Tasks:
1. In the album review, write out the stretch from "There are times" through "to be deployed.".
2. Check each statement against the album review. Answer yes or no for each and quote the words that decide it: (a) The album's string parts are played on synths. (b) The reviewer kept being reminded of the band Discipline. (c) Bow often plays more in a jazz fashion than in a normal rock one.
[Text section Boundary: Start]
There are times when it is incredibly layered, others when it is quite simple, so much so that one never really knows what is going to happen next. Bow is happy to provide rim shots as much as simple snare, often playing more in a jazz fashion than normal rock, while Petropoulos has a strong approach which keeps it all tied together. This allows Kissonas to do whatever he likes, which even could be nothing at all, or providing string riffs or solo. Even the use of electric piano at some points does not come across as twee, but rather something which is being used for a particular sound. The use of a real string quartet as opposed to using synths definitely provides more depth and breadth, allowing for more force and presence to be deployed.

Strong vocals, rough and anguished at some point, delicate and almost playful at others, centre the album. The band I kept being reminded of this is Discipline, as there is something about this which really makes one think of Matthew Parmenter, although possibly with even more piano. It is theatrical, passionate, emotional, and one of the best albums I have heard from Greece in some time. Jargon may not be a name known to many but based on this album that will soon change.
[Text section Boundary: End]
[Input data Boundary: Start]
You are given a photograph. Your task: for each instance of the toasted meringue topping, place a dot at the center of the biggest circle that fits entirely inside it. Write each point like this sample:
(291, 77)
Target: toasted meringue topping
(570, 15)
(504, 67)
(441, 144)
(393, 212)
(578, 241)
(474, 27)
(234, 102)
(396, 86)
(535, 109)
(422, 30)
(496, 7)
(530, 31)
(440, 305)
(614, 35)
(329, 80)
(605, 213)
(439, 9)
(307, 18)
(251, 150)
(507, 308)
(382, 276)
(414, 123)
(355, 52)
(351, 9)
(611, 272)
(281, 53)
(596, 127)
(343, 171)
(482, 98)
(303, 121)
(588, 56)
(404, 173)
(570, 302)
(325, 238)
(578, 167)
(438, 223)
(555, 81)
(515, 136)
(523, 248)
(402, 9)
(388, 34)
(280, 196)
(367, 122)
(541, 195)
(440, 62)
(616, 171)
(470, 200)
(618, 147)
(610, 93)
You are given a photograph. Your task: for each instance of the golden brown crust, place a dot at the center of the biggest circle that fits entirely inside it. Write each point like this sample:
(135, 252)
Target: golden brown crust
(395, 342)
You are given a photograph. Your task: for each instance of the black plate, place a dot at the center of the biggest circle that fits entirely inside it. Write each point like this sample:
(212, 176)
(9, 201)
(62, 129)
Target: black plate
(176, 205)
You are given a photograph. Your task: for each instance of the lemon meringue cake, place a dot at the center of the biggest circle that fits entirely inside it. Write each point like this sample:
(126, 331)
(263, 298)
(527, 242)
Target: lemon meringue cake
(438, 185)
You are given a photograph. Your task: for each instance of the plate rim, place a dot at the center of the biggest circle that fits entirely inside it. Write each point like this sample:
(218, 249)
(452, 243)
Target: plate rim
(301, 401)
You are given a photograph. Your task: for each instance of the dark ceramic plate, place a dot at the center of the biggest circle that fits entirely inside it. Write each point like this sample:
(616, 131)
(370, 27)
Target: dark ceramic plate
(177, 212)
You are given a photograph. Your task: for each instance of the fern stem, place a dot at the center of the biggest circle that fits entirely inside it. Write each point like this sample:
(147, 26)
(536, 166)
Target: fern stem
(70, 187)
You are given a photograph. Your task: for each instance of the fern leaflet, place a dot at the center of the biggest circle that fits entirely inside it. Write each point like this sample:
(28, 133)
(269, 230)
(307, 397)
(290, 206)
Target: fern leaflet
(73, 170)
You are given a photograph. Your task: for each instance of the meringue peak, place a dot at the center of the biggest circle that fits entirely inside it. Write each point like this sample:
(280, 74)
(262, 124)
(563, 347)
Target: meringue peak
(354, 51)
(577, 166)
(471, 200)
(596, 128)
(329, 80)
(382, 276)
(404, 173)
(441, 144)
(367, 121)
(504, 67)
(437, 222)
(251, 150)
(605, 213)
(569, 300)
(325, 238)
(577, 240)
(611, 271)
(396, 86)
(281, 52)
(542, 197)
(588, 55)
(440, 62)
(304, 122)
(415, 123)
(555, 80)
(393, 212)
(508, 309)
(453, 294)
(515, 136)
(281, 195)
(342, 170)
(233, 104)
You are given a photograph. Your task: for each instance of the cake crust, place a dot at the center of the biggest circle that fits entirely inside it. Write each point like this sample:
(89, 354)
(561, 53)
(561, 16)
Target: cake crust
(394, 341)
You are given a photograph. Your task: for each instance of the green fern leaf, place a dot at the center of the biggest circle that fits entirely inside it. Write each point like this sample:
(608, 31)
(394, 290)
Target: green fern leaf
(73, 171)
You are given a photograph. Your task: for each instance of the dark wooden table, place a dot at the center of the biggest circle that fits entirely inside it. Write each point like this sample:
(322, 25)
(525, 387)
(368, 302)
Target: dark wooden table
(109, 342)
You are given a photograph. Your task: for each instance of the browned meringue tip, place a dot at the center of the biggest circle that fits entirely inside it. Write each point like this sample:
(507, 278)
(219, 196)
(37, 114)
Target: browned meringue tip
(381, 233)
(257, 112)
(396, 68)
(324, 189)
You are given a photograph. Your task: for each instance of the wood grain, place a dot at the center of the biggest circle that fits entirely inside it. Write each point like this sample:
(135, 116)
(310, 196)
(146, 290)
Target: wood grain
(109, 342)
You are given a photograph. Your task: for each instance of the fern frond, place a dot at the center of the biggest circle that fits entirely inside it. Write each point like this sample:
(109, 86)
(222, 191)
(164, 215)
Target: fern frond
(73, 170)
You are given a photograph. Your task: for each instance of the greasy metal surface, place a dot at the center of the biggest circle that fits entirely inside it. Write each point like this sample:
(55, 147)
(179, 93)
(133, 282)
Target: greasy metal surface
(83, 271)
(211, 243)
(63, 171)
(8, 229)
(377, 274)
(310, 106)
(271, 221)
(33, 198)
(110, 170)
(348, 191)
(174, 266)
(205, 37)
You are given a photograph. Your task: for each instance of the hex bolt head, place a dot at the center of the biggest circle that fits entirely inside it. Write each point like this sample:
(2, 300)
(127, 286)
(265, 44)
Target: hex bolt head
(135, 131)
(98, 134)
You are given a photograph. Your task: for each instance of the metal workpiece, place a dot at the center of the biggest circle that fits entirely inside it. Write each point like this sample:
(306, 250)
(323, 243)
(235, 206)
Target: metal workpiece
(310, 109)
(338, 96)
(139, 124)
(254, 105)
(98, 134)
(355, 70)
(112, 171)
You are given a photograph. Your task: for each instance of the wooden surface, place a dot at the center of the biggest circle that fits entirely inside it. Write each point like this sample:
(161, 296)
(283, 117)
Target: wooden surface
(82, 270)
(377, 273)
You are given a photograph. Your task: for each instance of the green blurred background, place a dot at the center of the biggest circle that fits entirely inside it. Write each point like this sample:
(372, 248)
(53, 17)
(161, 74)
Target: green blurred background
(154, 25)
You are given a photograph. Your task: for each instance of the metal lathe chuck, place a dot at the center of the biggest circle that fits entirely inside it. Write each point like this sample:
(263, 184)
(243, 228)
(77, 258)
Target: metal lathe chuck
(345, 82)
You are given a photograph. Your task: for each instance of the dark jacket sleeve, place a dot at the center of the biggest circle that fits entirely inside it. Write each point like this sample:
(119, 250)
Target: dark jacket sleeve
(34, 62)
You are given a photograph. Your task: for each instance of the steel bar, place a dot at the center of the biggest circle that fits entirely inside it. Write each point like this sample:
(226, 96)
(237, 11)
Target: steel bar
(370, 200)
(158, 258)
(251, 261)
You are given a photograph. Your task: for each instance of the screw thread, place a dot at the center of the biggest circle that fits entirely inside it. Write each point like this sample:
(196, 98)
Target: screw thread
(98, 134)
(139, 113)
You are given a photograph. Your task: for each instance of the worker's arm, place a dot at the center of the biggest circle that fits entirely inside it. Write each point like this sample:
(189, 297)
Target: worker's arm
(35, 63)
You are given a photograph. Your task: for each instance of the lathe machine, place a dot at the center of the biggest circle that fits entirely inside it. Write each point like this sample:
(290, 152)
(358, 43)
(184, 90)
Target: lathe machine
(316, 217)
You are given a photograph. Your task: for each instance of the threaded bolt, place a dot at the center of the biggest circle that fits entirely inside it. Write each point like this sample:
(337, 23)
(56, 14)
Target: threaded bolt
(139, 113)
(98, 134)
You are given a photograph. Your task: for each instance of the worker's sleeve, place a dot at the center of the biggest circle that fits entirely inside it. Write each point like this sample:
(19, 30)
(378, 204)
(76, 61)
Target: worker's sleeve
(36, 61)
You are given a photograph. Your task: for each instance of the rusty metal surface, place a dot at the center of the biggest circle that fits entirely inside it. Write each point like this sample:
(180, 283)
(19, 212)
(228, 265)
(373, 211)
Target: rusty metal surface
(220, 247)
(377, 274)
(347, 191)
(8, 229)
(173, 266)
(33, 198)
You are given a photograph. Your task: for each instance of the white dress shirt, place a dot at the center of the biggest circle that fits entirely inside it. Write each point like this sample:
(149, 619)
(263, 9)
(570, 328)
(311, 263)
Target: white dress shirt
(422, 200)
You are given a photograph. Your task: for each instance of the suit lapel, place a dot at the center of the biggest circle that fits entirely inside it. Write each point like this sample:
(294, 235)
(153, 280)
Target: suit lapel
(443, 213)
[Input data Boundary: End]
Task-by-task outputs:
1.
There are times when it is incredibly layered, others when it is quite simple, so much so that one never really knows what is going to happen next. Bow is happy to provide rim shots as much as simple snare, often playing more in a jazz fashion than normal rock, while Petropoulos has a strong approach which keeps it all tied together. This allows Kissonas to do whatever he likes, which even could be nothing at all, or providing string riffs or solo. Even the use of electric piano at some points does not come across as twee, but rather something which is being used for a particular sound. The use of a real string quartet as opposed to using synths definitely provides more depth and breadth, allowing for more force and presence to be deployed.

2.
(a) No: "The use of a real string quartet as opposed to using synths"
(b) Yes: "The band I kept being reminded of this is Discipline"
(c) Yes: "often playing more in a jazz fashion than normal rock"